Short task: Swap "white hatchback" for "silver hatchback" everywhere it appears in the items below, and reproduce the items with nothing else altered.

┌─ Supplied material

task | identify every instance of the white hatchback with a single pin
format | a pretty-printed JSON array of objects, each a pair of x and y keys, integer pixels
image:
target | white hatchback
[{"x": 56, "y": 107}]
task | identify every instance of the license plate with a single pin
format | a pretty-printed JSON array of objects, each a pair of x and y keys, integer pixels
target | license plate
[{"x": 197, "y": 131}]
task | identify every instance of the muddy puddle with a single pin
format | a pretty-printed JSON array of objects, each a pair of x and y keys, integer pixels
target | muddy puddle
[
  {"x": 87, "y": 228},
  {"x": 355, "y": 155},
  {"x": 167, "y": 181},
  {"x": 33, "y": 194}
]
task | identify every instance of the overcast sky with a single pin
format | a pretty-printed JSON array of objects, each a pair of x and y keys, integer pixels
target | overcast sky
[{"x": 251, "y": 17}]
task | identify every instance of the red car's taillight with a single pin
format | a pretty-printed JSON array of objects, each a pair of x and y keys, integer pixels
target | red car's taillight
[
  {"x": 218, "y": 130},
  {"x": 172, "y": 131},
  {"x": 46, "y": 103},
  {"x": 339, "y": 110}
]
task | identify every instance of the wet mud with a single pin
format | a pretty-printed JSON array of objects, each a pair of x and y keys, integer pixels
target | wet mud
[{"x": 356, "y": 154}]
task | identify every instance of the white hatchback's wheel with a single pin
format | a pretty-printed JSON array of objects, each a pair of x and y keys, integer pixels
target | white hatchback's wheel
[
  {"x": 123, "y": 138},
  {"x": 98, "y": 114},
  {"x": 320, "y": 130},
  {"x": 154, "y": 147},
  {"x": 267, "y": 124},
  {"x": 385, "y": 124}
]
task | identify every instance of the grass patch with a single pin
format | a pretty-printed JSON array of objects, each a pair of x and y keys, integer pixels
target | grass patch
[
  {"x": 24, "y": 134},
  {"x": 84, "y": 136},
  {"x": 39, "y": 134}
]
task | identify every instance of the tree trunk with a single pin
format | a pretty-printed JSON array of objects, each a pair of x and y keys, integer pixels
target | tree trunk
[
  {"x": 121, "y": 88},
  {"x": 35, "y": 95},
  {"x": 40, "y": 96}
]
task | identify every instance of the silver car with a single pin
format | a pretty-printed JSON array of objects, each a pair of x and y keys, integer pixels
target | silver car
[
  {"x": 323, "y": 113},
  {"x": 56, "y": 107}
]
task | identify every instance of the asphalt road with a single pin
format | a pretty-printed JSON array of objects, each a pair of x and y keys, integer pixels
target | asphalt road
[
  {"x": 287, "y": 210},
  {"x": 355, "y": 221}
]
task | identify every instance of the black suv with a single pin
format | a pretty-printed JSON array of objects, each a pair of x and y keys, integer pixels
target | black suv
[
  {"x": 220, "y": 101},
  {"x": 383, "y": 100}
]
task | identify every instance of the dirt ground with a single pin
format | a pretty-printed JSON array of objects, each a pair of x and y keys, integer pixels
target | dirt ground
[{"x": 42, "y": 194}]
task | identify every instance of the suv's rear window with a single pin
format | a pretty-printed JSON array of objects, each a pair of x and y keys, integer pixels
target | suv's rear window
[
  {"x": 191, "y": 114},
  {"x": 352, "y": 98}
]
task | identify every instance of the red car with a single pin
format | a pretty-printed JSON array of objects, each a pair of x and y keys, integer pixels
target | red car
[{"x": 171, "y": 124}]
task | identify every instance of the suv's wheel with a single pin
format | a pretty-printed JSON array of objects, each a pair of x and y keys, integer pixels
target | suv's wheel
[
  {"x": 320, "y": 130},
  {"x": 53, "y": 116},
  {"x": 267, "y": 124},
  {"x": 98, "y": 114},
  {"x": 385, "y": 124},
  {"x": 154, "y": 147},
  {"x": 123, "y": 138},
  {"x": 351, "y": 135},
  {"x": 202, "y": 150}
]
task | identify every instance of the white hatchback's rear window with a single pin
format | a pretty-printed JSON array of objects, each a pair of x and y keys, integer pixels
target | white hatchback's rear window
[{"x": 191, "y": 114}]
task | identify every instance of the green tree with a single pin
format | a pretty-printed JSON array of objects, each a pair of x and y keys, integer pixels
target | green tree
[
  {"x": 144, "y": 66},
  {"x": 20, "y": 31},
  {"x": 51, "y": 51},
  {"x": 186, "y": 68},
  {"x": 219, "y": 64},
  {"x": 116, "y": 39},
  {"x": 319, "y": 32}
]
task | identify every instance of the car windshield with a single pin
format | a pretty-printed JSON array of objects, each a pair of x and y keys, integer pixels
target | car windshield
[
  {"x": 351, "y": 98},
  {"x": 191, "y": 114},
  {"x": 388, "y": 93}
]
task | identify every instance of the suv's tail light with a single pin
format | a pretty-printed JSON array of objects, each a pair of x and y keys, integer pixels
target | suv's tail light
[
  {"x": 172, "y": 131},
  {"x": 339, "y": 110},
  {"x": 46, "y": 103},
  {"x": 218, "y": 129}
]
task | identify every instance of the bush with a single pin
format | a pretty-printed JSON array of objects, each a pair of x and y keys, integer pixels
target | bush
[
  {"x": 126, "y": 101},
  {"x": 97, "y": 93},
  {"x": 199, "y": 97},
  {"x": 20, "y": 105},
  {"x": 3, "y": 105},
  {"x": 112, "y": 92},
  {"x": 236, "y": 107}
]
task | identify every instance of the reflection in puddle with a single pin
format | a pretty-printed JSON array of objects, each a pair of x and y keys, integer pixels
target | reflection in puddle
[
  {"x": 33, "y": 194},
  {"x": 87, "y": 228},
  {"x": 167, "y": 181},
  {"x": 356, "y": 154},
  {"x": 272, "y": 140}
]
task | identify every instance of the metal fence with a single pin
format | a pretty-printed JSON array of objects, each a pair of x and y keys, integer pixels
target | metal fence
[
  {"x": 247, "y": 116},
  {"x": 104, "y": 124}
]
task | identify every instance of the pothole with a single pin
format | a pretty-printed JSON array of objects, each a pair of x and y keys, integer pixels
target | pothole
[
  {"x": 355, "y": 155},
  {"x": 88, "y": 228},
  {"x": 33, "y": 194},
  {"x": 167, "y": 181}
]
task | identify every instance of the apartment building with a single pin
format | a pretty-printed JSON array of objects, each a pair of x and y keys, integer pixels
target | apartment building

└─

Finished answer:
task | identify every instance of the silver hatchback with a single pin
format | a pretty-printed JSON array of objects, each a pair of x and y keys, integer pixels
image:
target | silver hatchback
[{"x": 56, "y": 107}]
task | identify every instance of the license plate with a single pin
format | a pretty-printed JSON array of objects, each a pair of x and y keys, integer pixels
target | license plate
[{"x": 197, "y": 131}]
task | identify every instance of the muddy puddle with a single pin
format | a pretty-printed JSON array of objects, each a pair of x and y keys, integer pixels
target | muddy puddle
[
  {"x": 87, "y": 228},
  {"x": 355, "y": 155},
  {"x": 167, "y": 181},
  {"x": 33, "y": 194}
]
task | identify every instance of the overcast sky with a single pin
format | a pretty-printed JSON array of objects, each a pair of x and y keys, integer pixels
target | overcast sky
[{"x": 251, "y": 17}]
task | identify every instance of the red car's taillight with a single pin
format | a pretty-printed JSON array of objects, each a pair of x and y keys, integer pixels
target | red car's taillight
[
  {"x": 218, "y": 130},
  {"x": 172, "y": 131},
  {"x": 46, "y": 103},
  {"x": 339, "y": 110}
]
task | identify every instance of the wet mud with a single pin
format | a pretty-printed JSON array of objects, each a pair of x and y keys, integer pixels
target | wet mud
[{"x": 356, "y": 154}]
task | identify every instance of the silver hatchback's wheel with a single pin
format | a pretty-printed JSON array of objects, each a pair of x and y keys, integer pixels
target | silver hatchback's wheel
[
  {"x": 123, "y": 138},
  {"x": 98, "y": 114},
  {"x": 320, "y": 130},
  {"x": 154, "y": 147},
  {"x": 267, "y": 124},
  {"x": 385, "y": 124}
]
task | identify every instance of the grass patch with a single pin
format | a pretty-printed JSON array of objects, each a pair of x and y keys, integer pixels
target | grass patch
[
  {"x": 24, "y": 134},
  {"x": 84, "y": 136},
  {"x": 39, "y": 134}
]
task | identify every instance of the tree trunk with a single pin
format | a pretty-printed JSON array of objects, each a pair of x and y keys, integer pixels
target | tree trunk
[
  {"x": 121, "y": 88},
  {"x": 35, "y": 95},
  {"x": 40, "y": 96}
]
task | identify every instance of the silver car with a single pin
format | a pretty-printed JSON array of objects, each a pair of x and y keys, integer pixels
target | silver car
[
  {"x": 323, "y": 113},
  {"x": 56, "y": 107}
]
task | identify every instance of the asphalt road with a single pin
format | a pretty-printed JSON array of objects, each a pair of x and y keys, integer pixels
target | asphalt road
[
  {"x": 287, "y": 210},
  {"x": 355, "y": 221}
]
task | identify every instance of the black suv with a single pin
format | a pretty-printed JSON array of objects, each a pair of x and y keys, integer pixels
target | black suv
[
  {"x": 220, "y": 101},
  {"x": 383, "y": 100}
]
task | identify every instance of the dirt ground with a single pin
format | a pretty-printed JSON array of objects, each a pair of x and y keys, integer pixels
target | dirt ground
[{"x": 42, "y": 194}]
task | identify every instance of the suv's rear window with a single pin
format | a pretty-printed JSON array of objects, each a pair of x and y keys, integer pixels
target | suv's rear window
[
  {"x": 191, "y": 114},
  {"x": 352, "y": 98}
]
task | identify every instance of the red car with a single pin
format | a pretty-printed JSON array of objects, each a pair of x and y keys, integer pixels
target | red car
[{"x": 171, "y": 124}]
task | identify every instance of the suv's wheel with a single pin
format | a pretty-printed JSON array of objects, each a pair of x and y keys, integer pixels
target | suv's wheel
[
  {"x": 320, "y": 130},
  {"x": 53, "y": 116},
  {"x": 267, "y": 124},
  {"x": 98, "y": 114},
  {"x": 385, "y": 124},
  {"x": 154, "y": 147},
  {"x": 123, "y": 138},
  {"x": 351, "y": 135},
  {"x": 202, "y": 150}
]
task | identify every instance of the silver hatchback's rear window with a single pin
format | a pretty-printed JSON array of objects, each a pair of x and y keys, integer pixels
target | silver hatchback's rear window
[{"x": 191, "y": 114}]
task | identify every instance of the green tree with a single pin
format | a pretty-printed JSON array of objects, each a pair of x and y keys, integer pixels
target | green tree
[
  {"x": 144, "y": 66},
  {"x": 20, "y": 31},
  {"x": 51, "y": 51},
  {"x": 186, "y": 68},
  {"x": 219, "y": 64},
  {"x": 116, "y": 39},
  {"x": 319, "y": 32}
]
task | identify every instance of the car windshield with a single pin
format | a pretty-printed JSON array of objects, each a pair of x and y keys, integer pixels
target | car windshield
[
  {"x": 351, "y": 98},
  {"x": 191, "y": 114},
  {"x": 388, "y": 93}
]
task | identify every instance of the suv's tail light with a single pin
format | a pretty-printed JSON array of objects, each a pair of x and y keys, integer pixels
target | suv's tail light
[
  {"x": 172, "y": 131},
  {"x": 339, "y": 110},
  {"x": 46, "y": 103},
  {"x": 218, "y": 129}
]
task | identify every instance of the bush with a single pin
format | a pretty-printed JSON array of objects, each a pair of x and y keys, integer pixels
target | bush
[
  {"x": 126, "y": 101},
  {"x": 97, "y": 93},
  {"x": 199, "y": 97},
  {"x": 20, "y": 105},
  {"x": 3, "y": 105},
  {"x": 112, "y": 92},
  {"x": 236, "y": 107}
]
task | identify every instance of the reflection in puddle with a single pin
format | a pretty-printed JSON array of objects, each a pair of x and y keys, integer pixels
target | reflection in puddle
[
  {"x": 33, "y": 194},
  {"x": 87, "y": 228},
  {"x": 167, "y": 181},
  {"x": 356, "y": 154},
  {"x": 272, "y": 140}
]
task | identify every instance of the metal fence with a single pin
format | a pretty-printed JSON array of objects, each a pair of x and y keys, integer pixels
target | metal fence
[
  {"x": 247, "y": 116},
  {"x": 104, "y": 124}
]
task | identify every instance of the pothole with a single pin
format | a pretty-printed JSON array of objects, each a pair of x and y keys, integer pixels
target | pothole
[
  {"x": 355, "y": 155},
  {"x": 88, "y": 228},
  {"x": 33, "y": 194},
  {"x": 167, "y": 181}
]
task | identify every instance of the apartment building with a single pin
format | a pretty-printed JSON array of objects, each a pair of x and y keys, integer pixels
target | apartment building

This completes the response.